**GIVEN EXERCISE:** Transcribe the material in full, exactly as written.

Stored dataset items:
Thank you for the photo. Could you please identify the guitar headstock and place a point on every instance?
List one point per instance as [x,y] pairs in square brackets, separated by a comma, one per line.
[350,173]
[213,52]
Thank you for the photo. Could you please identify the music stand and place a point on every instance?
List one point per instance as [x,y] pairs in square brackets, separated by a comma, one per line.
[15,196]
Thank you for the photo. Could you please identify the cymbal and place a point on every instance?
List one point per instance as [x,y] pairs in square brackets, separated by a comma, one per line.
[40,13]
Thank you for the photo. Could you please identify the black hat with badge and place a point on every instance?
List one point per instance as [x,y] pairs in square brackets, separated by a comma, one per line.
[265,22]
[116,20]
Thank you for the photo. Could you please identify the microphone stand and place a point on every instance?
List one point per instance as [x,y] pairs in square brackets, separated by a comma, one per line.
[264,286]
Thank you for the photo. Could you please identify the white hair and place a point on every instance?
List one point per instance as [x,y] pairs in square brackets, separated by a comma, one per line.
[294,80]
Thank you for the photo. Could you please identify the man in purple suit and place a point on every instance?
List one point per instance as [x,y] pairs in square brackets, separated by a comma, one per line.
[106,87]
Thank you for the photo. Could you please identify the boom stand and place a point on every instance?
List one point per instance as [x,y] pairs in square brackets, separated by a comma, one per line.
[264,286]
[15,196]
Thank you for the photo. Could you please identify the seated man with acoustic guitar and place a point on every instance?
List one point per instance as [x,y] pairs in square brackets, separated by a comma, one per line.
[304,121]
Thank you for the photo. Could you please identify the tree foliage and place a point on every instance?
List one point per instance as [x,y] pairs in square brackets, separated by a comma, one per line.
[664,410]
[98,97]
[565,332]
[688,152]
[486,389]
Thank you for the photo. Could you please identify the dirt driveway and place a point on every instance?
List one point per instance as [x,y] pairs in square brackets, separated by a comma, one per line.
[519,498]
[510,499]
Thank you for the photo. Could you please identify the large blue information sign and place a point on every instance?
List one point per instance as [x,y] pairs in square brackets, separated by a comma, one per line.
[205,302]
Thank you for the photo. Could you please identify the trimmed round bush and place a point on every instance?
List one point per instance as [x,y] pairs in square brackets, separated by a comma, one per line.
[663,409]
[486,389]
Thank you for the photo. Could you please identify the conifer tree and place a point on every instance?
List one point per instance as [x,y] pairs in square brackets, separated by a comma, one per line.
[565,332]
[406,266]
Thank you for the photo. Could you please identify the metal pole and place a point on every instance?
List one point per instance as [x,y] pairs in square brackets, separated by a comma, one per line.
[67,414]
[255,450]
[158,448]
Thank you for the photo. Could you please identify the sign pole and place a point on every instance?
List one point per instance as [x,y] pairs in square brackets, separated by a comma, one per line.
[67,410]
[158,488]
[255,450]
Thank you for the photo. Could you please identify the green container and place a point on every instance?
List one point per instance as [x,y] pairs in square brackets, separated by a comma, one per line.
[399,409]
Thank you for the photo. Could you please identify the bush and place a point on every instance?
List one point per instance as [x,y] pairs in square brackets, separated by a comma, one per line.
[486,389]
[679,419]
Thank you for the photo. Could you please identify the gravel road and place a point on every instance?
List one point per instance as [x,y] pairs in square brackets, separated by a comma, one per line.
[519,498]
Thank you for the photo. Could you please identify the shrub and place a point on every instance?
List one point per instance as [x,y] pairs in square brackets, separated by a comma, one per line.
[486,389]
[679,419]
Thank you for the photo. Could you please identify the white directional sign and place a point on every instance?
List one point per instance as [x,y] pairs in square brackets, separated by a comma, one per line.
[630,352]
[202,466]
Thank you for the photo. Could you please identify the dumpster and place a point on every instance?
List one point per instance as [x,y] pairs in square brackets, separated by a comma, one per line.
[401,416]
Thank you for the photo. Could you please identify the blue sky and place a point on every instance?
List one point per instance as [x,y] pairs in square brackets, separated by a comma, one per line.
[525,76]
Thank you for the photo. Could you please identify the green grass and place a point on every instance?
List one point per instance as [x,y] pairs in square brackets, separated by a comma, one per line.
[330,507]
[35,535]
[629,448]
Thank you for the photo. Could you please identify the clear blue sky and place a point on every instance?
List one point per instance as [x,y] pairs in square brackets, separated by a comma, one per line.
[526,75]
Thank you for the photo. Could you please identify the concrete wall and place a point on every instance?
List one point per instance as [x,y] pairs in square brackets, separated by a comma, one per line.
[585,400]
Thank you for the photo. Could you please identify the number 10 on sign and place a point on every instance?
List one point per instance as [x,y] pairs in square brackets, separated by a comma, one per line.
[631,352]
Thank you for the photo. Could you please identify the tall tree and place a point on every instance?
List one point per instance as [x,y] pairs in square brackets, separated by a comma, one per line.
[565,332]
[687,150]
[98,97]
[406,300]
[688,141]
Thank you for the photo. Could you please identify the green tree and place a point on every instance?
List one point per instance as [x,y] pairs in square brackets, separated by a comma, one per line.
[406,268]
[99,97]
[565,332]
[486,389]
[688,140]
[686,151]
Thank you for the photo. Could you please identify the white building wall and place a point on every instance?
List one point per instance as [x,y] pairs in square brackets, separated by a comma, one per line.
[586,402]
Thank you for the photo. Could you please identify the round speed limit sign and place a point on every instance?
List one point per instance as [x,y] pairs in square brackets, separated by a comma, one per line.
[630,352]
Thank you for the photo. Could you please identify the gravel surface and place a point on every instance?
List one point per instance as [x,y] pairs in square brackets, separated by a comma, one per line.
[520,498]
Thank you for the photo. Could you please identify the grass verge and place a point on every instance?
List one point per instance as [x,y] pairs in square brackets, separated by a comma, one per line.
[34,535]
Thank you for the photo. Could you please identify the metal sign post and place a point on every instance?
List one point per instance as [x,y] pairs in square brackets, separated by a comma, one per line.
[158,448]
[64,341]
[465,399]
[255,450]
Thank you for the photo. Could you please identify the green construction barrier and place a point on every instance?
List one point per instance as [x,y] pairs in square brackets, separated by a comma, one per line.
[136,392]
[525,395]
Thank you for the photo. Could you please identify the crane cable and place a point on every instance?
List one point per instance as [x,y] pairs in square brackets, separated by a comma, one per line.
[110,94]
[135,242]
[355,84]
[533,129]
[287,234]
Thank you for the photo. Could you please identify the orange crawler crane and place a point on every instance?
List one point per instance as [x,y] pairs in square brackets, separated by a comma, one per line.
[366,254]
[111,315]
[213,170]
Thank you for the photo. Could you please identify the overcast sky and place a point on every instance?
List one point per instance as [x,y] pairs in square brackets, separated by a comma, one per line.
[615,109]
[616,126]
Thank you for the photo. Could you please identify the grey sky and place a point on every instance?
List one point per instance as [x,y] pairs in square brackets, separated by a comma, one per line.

**RESULT OF THE TASK:**
Thank you for the photo. Could you please identify the guitar headstock and place a point on every instance?
List one point per instance as [x,y] pairs in square brackets, separated by a comma, one per line.
[350,173]
[213,52]
Thank you for the photo. Could you please identify the music stand and place a point on every instance?
List one point per instance as [x,y] pairs in square brackets, separated by a comma, one per line.
[15,196]
Thank you for the photo. Could you please identify the cymbal and place a point on every instance?
List one point per instance as [x,y] pairs in square brackets, separated by a comma, one per line.
[40,13]
Thank you for the photo. Could you please identify the black hat with badge and place a point on every instance?
List one point per instance as [x,y] pairs in square brackets, separated by a comma, one per line.
[265,22]
[116,20]
Thank you for the photo. Could you please identify the microphone stand and place a point on every instance?
List one point per instance as [x,y] pairs in square brackets, separated by a comma, one per line.
[264,286]
Thank you for the photo. Could you please identify the white hair and place a point on every instance?
List one point per instance as [x,y] pairs in square brackets, separated by a comma, one per line.
[294,80]
Thank you for the photo. Could you please identify the man in purple suit and place a point on every instance?
List one point per instance as [x,y] pairs in square brackets, separated by a comma, one per line.
[106,87]
Thank you for the photo. Could you please identify the boom stand and place a point on every instance?
List one point per instance as [x,y] pairs in square brackets, separated by a comma, one per line.
[264,286]
[15,196]
Thank you for the photo. Could you please identify the seated man with acoustic guitar and place a point on every instance?
List one point per instance as [x,y] pairs in square brackets, separated by a comma, one per line.
[304,121]
Thank you for the photo. Could you please identify the tree foliage and place a point on every instance?
List one point per instance as [x,y] pairs in square brackets, separated by a comma, one per line.
[664,410]
[98,97]
[565,332]
[688,152]
[486,389]
Thank you for the photo. Could you please identify the dirt driveway and place a point on every instance?
List one point per instance as [x,y] pairs in square brackets, separated by a comma, one per line.
[519,498]
[510,499]
Thank you for the photo. Could you please identify the large blue information sign and place a point on every instance?
List one point per instance as [x,y] pairs in square brackets, separated by a comma, one per line.
[205,302]
Thank you for the photo. Could you please identify the trimmed round bush and place a point on every instance?
List one point per instance as [x,y] pairs in square brackets, separated by a comma, one per line.
[663,409]
[486,389]
Thank you for the photo. Could you please identify the conifer tree and place a point on every instance?
List one point per instance as [x,y] pairs in square brackets, separated by a comma, one per line.
[565,332]
[406,266]
Thank you for the photo. Could you please identify the metal pole and place a point on every instance?
List one point per instance as [x,y] pairs in square brackets, separated by a comma, one per line.
[67,414]
[255,450]
[158,448]
Thank you for the photo. Could you please identify the sign pole and place a point on every instance?
List one point per instance as [x,y] pairs in square brackets, separated by a comma, one per line.
[67,410]
[158,488]
[255,450]
Thank you for the photo. Could you please identify the green container and place a point on every instance?
List one point per instance as [x,y] pairs in square brackets, separated by a comma, one per line.
[399,409]
Thank you for the photo. Could you please identify the bush and place a point on every instance?
List one point per instance as [x,y] pairs in square brackets, separated by a comma, one per line.
[486,389]
[679,419]
Thank you for the photo. Could you please identify the gravel road and place a point on every instance?
List one point per instance as [x,y] pairs in square brackets, separated by a comma, one per line.
[519,498]
Thank you for the photo. Could you please identify the shrub and place a point on every instance?
List one point per instance as [x,y] pairs in square brackets, separated by a comma, one per line.
[486,389]
[679,419]
Thank you for the photo. Could you please identify the white directional sign and place a point on every instance?
List one point per instance as [x,y] pairs in square brackets, separated by a comma, one per line.
[630,352]
[202,466]
Thank you for the photo. Could you please identify the dumpster and place a point on every instance?
List one point per instance as [x,y] pairs in square brackets, separated by a comma, one per line.
[401,416]
Thank you for the photo. Could you please identify the blue sky and place a point on every instance?
List one point per instance as [x,y] pairs in square brackets, separated by a comma, one per line.
[525,76]
Thank you for the photo. Could you please identify the green grass and place a point on every instance?
List one point per instance as [x,y] pairs in square brackets, separated by a comma, one per line.
[330,507]
[35,535]
[629,448]
Thank you for the photo. Could you please identify the clear blue sky and place a point on every instance?
List one point per instance as [x,y] pairs in square brackets, separated by a comma, one per line.
[526,75]
Thank you for the photo. Could you please identify the concrete wall and place a point on every instance?
List one point per instance as [x,y] pairs in square brackets, separated by a comma, one per line.
[585,400]
Thank you for the photo. Could you please identify the number 10 on sign and place a point on every instance?
List one point per instance as [x,y] pairs in square brackets, separated by a comma, one per line.
[631,352]
Thank you for the photo. Could you please identify the tall tree and place a point on every instance?
List one point per instance as [x,y] pairs in square brackets, separated by a comma, one per line.
[565,332]
[687,150]
[98,97]
[406,300]
[688,141]
Thank you for the photo. Could you please identify the green tree and place a point on every instance?
List one point per instance as [x,y] pairs in square brackets, separated by a comma, one per line.
[406,268]
[99,97]
[565,332]
[486,389]
[688,140]
[686,151]
Thank you for the photo. Could you please identify the white building wall and place a point on every instance?
List one point per instance as [x,y] pairs in square brackets, separated by a comma, one per line.
[586,402]
Thank you for the photo. Could you please identify the round speed limit sign and place a point on every instance?
List one point per instance as [x,y] pairs in square brackets, separated by a comma, one per line.
[630,352]
Thank you for the photo. Could you please identify the gravel surface and place a point on every instance?
List one point per instance as [x,y] pairs in square brackets, separated by a comma, one per line.
[520,498]
Thank you for the photo. Could you please identify the grass verge and place a point on every instance?
List one point per instance as [x,y] pairs in square brackets, separated by a comma, one per line.
[34,535]
Thank you for the photo. Could you please identify the metal sign post and place a point on every instance?
List one point per instance as [x,y] pairs in square brackets, separated by a comma, one per line.
[158,448]
[64,341]
[465,399]
[255,450]
Thank you for the photo. Could you please identify the green construction barrier and place a point on every instance?
List one point per instance as [x,y] pairs in square brackets, separated by a comma, one per line.
[136,392]
[525,395]
Thank you for the photo. Could you please identify the crane cable and place a point on every instance?
List one point per instance as [x,y] pairs in square brackets, separated by a comma, one per line.
[110,94]
[135,242]
[355,84]
[533,129]
[287,234]
Thank you for the photo. Could you please identify the orange crawler crane and place a point on every instance?
List one point per instance as [x,y] pairs in square brackets, separated by a comma, one per line.
[366,254]
[111,315]
[213,170]
Thank you for the photo. Could you please identify the overcast sky and place a point on every instance?
List one point per instance as [x,y] pairs in square brackets, separated by a comma, one per line.
[615,109]
[616,126]
Thank you for the photo. Could you please identify the grey sky and place a point on every instance?
List one point per instance as [x,y] pairs in square brackets, separated by a comma, one per line.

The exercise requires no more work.